• GOAL OF THE EXERCISE:
What you return should match the data word for word, minus the images.

• DATA EXTRACT:
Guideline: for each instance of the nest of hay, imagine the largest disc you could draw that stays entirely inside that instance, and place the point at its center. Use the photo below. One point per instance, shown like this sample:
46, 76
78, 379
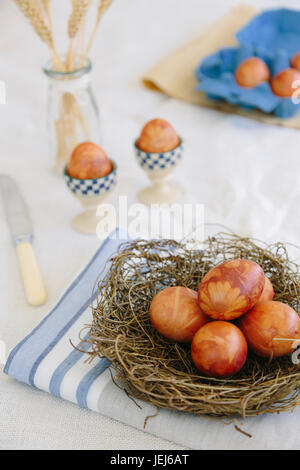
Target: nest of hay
161, 372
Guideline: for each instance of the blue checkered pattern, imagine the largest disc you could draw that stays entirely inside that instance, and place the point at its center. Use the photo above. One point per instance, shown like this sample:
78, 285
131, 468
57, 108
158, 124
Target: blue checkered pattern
90, 188
159, 161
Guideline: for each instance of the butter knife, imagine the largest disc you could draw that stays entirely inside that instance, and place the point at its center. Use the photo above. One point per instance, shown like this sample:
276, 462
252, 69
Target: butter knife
21, 230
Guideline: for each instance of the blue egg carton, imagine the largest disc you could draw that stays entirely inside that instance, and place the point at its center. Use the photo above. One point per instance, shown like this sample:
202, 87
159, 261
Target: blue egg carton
273, 36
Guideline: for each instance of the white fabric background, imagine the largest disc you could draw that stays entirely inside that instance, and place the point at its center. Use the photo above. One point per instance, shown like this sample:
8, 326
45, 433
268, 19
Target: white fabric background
246, 173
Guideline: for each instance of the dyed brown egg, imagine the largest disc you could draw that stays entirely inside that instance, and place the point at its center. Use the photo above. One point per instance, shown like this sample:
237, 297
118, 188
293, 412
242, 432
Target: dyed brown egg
89, 161
282, 83
219, 349
267, 321
295, 61
158, 136
175, 313
268, 291
251, 72
231, 289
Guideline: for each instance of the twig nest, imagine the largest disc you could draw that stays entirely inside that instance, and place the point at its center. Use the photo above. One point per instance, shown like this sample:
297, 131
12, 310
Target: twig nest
282, 82
89, 161
268, 291
158, 136
251, 72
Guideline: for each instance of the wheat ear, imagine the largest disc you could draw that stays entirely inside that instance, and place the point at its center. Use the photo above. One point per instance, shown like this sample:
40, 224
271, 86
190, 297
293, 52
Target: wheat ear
57, 63
102, 7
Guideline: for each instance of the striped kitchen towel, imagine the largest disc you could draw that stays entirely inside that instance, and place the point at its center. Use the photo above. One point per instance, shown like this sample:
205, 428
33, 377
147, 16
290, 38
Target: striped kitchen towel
46, 359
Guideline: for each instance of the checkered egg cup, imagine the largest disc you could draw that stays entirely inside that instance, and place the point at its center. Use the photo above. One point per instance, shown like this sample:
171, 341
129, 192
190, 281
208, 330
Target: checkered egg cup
92, 187
158, 162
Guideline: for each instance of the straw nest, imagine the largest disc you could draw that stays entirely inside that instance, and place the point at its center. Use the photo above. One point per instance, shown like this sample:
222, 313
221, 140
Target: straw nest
162, 373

• WRITTEN SOLUTION:
Guideline: for each instance of the nest of hay, imagine the largest disc you could draw that stays entirely inside that instance, and place the point at its center. Use the photo below. One point per instance, shown like this sample:
46, 76
78, 379
Target: nest of hay
161, 372
Guideline: for each instance of the blue checkered pattern, imagine the largest disc you could draw that stays entirely inside that instance, and place the point at its center. Use the photo above. One point per instance, shown like this sample:
78, 285
131, 468
57, 108
158, 124
Target: blue checkered pattern
90, 188
159, 161
Guideline: for each instance of the butter knife, imagine the largest disc you could draw that stays entirely inside that instance, and place the point at its center. Use the photo above. One point per instance, shown like this sample:
276, 462
252, 69
Target: butter knife
21, 230
Guideline: for each instance of the blue egg carton, imagine the largest disc you could draw that stays entirely inside that instance, and place the point at its center. Use the photo above. One point per instance, shown like this sample:
202, 87
159, 261
Target: blue egg carton
273, 36
Guideline: for each instance of the white fabric background, imagine the largest disc you could draw that stays entirely inside that instance, and place the point at its center. Use the photo above. One point per instance, shown like this sample:
8, 326
45, 433
268, 19
Target: white fabric background
246, 173
Guideline: for each instance of the dyed brown egg, imagine the largest disc you could draw that stays entirely inside that instance, and place the point at its center. Use the photo above. One point per instance, shown like this sample:
237, 297
118, 188
293, 412
242, 432
Target: dyed brown egg
89, 161
282, 83
219, 349
267, 321
295, 61
158, 136
175, 313
268, 291
251, 72
231, 289
Guideline: for each instance of the twig nest, imagine the largest disc you could draw that stays entirely inside that instance, and place the point at its center. Use the photo above. One point per instance, shown like this sample:
297, 131
12, 310
Target: twig nest
282, 82
89, 161
268, 291
158, 136
251, 72
Guideline: for each instance of the wheat ear, imagine the largest disc you could draw that stays entirely inside that instance, and place the point at its center. Use the photo above. One point per instance, shown like this sample:
40, 224
271, 86
190, 297
293, 52
Target: wheat ear
57, 63
102, 7
Guideline: for each instance of the striped kitchen towel, imagine the largest disc you could draw that stays entirely inside that instance, and place the point at its center. Use the photo above. One point per instance, shown like this sample:
205, 428
33, 377
147, 16
290, 38
Target: striped kitchen towel
46, 359
Guideline: for each instance of the checkered egg cup, imagine the largest disc you could draw that stays entirely inside that instance, and place the point at its center. Use the photo above. One point per instance, shown like this sample:
171, 341
129, 192
190, 281
208, 330
Target: checkered egg cup
92, 187
158, 162
Guideline: for each instance of the straw nest, imagine the largest disc you could draw that stays entirely inside that instance, and place the point at its center. Use the photo above. One point per instance, shown like this sample:
222, 313
221, 140
Target: straw nest
162, 373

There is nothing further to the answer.